REQUIRED WORK — Find the line containing "Practice. Pick out the metal signpost". Retype it and every line after it through the end of the entries, exactly as written, with nothing added.

[DATA FOR THE TASK start]

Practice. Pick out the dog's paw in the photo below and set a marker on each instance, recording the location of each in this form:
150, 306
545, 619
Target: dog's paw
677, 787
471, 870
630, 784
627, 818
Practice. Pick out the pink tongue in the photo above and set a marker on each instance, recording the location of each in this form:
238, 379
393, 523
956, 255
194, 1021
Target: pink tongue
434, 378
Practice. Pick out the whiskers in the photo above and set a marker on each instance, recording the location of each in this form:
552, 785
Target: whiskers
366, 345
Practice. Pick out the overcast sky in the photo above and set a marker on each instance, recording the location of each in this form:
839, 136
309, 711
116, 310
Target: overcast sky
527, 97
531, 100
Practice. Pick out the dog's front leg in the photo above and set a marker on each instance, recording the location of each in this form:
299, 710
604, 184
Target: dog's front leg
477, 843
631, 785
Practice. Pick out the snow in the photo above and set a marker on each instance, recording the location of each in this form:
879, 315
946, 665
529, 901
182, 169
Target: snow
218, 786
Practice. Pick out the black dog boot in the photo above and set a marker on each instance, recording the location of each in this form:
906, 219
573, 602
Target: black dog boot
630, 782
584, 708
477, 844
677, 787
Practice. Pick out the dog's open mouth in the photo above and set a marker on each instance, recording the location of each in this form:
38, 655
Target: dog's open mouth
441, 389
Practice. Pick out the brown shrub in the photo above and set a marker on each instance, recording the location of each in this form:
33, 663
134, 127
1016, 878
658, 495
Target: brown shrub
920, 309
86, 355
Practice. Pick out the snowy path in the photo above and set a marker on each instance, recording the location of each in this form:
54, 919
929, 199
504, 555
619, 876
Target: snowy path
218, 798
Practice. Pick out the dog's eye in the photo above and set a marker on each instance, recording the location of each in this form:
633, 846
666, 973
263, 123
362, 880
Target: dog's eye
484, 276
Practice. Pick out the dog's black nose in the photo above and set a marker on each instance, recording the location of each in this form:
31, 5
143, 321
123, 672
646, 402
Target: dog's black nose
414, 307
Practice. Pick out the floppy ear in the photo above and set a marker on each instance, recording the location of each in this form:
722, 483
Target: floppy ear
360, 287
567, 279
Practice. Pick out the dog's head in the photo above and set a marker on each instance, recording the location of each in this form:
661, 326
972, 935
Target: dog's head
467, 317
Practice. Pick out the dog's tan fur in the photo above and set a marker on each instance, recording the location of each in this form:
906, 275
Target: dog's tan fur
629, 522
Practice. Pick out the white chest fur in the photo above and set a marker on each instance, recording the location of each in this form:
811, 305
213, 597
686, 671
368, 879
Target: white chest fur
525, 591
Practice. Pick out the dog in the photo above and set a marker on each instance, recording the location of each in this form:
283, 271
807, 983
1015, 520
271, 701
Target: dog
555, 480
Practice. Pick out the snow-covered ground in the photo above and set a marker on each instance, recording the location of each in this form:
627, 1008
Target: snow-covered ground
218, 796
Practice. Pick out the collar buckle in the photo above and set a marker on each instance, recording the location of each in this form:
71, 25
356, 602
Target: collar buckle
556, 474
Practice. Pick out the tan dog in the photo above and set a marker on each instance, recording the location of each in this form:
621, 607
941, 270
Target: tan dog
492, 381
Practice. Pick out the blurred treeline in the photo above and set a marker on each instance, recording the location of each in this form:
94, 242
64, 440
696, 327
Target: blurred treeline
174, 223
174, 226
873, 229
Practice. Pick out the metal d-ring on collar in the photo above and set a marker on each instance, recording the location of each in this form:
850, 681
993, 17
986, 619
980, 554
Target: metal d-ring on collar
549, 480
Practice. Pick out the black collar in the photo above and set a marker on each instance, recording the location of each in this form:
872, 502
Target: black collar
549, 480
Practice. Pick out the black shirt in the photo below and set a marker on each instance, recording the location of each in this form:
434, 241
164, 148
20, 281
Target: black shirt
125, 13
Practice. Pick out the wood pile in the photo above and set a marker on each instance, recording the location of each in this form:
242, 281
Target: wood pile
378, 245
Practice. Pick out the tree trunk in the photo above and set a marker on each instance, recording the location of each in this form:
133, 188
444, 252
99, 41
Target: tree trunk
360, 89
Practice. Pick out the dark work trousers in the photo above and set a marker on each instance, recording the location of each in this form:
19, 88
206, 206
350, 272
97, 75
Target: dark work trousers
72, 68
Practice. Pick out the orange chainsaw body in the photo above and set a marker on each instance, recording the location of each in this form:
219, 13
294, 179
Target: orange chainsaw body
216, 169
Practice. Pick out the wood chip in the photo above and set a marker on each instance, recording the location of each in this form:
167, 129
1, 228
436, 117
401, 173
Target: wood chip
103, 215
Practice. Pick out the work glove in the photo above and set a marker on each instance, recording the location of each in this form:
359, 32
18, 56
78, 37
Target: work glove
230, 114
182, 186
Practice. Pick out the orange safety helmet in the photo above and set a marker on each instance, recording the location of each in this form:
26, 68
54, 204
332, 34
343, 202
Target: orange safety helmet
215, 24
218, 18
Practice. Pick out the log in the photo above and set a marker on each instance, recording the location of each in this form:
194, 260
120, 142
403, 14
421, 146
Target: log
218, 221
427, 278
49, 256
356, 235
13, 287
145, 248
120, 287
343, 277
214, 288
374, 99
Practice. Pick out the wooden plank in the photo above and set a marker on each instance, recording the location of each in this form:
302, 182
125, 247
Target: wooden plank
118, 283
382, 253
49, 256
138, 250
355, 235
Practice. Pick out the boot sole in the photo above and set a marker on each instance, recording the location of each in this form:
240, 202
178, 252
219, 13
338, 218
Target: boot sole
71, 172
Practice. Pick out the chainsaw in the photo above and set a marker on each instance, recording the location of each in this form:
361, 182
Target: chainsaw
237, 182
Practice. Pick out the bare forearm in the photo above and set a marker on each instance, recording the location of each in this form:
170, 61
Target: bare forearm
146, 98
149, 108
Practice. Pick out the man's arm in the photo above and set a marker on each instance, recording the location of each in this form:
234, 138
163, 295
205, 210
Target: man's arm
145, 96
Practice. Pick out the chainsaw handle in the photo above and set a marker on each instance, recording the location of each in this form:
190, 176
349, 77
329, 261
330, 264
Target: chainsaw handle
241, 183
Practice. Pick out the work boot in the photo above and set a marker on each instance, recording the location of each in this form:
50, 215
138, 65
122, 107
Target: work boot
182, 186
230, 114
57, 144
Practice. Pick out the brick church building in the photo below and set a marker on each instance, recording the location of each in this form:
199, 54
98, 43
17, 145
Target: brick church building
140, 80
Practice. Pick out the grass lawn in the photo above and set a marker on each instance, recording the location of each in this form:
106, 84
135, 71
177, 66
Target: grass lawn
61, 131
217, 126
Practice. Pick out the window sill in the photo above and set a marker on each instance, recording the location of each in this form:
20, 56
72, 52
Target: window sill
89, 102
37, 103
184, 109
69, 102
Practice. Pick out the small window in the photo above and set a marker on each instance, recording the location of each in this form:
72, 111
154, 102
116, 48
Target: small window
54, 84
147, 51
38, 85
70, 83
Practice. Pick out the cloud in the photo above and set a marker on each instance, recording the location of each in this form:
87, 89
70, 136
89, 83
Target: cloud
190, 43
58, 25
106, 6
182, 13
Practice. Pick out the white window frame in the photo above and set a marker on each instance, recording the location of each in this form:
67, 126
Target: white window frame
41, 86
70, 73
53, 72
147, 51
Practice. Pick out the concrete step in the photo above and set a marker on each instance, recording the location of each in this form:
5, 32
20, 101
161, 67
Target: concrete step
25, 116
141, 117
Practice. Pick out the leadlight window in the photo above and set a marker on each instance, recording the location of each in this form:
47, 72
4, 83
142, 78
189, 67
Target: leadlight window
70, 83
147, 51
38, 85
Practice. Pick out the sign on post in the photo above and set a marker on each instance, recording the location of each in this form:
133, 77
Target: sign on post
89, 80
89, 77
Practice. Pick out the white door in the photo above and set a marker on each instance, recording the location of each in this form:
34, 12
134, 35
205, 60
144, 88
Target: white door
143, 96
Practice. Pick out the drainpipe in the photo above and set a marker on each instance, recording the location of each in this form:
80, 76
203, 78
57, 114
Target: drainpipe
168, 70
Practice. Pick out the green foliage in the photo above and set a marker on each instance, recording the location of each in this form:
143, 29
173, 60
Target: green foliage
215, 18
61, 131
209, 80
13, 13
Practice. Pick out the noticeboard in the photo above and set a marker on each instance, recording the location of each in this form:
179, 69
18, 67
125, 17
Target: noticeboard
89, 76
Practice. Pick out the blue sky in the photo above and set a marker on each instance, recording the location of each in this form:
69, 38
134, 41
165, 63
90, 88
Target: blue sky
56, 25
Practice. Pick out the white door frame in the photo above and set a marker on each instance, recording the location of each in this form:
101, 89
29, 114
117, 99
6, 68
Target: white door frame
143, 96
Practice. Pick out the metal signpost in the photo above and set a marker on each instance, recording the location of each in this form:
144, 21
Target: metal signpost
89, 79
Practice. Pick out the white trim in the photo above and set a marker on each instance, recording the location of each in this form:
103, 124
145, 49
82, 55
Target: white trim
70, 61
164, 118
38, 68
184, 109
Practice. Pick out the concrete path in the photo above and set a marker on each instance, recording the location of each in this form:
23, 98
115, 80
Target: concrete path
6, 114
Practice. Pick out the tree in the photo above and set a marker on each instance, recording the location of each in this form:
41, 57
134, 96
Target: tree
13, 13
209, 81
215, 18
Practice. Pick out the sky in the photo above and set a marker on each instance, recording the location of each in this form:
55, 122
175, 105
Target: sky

[DATA FOR THE TASK end]

OUTPUT OF THE EXERCISE —
Practice. Pick out the metal signpost in the photo above and set a marker on each instance, recording the location of each in this form:
144, 21
Target: metal signpost
89, 79
Practice. Pick out the white trim in the photo above and set a marker on each instance, recording the location of each in this form:
103, 124
145, 49
82, 55
Target: white trim
70, 61
164, 118
38, 68
184, 109
Practice. Pick out the concrete path in the photo above and set a marker on each instance, recording the location of each in this form:
23, 98
115, 80
Target: concrete path
6, 114
Practice. Pick out the tree in the photo above and set a marker on each instance, recording the location of each in this form:
41, 57
134, 96
Target: tree
13, 13
209, 81
215, 18
Practice. Pick out the sky in the photo above and set a marker on each instance, recording the location of each in this form:
55, 122
175, 105
Target: sky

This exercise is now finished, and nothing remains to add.